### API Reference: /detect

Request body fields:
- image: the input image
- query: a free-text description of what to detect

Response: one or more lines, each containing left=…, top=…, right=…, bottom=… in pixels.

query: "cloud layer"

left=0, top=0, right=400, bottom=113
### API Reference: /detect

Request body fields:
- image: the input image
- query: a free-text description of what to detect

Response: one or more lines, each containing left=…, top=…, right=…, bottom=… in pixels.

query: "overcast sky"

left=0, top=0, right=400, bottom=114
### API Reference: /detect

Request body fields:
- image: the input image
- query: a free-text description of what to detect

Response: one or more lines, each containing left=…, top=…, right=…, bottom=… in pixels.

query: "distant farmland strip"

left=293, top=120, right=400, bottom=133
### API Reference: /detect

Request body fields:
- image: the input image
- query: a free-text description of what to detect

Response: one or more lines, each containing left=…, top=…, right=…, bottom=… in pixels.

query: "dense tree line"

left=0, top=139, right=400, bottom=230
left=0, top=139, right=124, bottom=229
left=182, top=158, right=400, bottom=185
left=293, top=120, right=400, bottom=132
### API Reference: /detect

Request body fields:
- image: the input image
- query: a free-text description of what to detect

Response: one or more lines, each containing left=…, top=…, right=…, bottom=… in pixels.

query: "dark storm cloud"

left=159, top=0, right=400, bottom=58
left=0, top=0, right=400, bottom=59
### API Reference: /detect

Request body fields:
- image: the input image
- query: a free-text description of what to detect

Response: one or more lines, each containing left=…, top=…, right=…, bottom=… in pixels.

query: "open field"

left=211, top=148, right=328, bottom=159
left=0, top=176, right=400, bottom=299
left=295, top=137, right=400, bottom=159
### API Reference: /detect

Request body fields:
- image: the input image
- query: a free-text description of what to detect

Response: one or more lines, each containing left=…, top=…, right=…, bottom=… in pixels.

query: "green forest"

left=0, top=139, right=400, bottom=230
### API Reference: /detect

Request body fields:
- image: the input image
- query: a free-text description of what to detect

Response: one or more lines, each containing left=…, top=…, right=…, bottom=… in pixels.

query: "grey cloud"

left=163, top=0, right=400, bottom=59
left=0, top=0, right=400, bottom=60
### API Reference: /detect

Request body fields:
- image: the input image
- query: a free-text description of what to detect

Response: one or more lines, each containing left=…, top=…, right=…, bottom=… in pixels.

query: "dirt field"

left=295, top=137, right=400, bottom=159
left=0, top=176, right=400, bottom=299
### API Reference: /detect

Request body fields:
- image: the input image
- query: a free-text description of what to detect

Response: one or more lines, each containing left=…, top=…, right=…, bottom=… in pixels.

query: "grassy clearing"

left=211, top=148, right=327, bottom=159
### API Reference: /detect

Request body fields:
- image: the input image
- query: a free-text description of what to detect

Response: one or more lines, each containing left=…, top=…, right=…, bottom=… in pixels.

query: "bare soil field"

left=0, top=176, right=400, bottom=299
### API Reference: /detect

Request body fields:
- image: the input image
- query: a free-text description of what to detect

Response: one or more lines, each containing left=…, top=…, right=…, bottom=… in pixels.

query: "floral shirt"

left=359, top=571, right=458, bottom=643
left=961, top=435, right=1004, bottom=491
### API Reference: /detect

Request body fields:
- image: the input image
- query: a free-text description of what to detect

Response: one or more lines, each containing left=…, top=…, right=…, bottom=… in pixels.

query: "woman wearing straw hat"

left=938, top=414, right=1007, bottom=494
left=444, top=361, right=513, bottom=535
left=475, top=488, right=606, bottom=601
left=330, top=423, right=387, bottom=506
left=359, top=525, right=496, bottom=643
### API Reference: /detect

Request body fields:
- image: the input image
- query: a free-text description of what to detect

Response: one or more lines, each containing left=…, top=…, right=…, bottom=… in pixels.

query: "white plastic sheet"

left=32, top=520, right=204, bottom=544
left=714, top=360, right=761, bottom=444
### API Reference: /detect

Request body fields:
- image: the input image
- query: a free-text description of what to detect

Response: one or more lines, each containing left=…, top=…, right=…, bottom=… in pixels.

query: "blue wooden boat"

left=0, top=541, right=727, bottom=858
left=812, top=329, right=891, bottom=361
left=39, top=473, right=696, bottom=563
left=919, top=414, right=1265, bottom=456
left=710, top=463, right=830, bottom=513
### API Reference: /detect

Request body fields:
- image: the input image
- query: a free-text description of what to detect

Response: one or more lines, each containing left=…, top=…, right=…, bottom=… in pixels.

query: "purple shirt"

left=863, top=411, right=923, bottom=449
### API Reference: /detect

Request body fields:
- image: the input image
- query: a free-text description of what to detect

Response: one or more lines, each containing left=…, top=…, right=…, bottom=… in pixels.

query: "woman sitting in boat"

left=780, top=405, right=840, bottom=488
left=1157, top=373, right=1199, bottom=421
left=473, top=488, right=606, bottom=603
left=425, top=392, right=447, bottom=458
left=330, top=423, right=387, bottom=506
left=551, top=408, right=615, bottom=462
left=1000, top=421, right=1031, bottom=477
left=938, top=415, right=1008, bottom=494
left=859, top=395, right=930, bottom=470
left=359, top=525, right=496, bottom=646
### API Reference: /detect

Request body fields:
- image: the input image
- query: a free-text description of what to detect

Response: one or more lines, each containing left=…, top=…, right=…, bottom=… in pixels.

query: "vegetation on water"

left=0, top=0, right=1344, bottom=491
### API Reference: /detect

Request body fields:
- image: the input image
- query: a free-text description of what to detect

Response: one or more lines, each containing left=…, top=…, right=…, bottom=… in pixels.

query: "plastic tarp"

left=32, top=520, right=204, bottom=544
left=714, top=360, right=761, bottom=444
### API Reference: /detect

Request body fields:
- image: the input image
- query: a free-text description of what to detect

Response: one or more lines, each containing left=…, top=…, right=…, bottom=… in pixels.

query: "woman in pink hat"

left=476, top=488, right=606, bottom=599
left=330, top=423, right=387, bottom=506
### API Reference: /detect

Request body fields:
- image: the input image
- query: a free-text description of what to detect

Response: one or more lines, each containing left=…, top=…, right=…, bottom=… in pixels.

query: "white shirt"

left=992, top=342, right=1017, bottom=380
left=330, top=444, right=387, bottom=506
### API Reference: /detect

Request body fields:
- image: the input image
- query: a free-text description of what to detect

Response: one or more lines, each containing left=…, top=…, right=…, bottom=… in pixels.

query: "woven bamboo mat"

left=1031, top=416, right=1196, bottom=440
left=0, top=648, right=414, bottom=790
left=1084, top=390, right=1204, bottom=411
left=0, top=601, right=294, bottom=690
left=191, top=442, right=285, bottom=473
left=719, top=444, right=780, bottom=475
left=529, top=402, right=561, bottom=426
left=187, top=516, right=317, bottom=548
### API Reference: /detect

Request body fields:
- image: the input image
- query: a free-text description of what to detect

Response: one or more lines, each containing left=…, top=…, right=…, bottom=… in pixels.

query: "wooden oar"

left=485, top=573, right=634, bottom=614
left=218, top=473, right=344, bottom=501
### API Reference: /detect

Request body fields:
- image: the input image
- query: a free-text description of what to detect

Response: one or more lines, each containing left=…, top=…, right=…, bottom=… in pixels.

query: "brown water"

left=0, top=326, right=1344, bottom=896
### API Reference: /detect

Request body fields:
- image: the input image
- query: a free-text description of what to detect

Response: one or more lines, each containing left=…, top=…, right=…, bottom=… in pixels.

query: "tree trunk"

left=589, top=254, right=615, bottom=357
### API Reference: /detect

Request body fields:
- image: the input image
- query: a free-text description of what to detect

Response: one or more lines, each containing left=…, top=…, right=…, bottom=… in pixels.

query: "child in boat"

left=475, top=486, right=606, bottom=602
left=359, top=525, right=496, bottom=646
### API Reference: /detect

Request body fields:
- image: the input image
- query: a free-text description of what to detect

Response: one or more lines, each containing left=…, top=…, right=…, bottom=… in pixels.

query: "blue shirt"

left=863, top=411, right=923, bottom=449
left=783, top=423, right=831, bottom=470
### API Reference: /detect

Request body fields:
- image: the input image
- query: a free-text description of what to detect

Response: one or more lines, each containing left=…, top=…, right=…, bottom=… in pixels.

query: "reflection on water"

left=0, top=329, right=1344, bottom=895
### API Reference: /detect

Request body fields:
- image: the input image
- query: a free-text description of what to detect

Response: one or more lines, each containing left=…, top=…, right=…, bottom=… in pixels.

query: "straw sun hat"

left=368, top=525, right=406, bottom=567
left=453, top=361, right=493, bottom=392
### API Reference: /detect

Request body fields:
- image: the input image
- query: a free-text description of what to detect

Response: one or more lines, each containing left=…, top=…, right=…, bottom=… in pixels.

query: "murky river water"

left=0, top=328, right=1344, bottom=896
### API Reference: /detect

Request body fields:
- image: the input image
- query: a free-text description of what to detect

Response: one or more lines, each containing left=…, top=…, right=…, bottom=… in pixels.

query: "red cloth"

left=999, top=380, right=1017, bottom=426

§ Work instructions
Show each line in the items above that contains the word "boat", and copy every such line in full. Case counts when matching.

§ Exercise response
query: "blue wooden boat"
query: "woman sitting in boat"
query: "child in boat"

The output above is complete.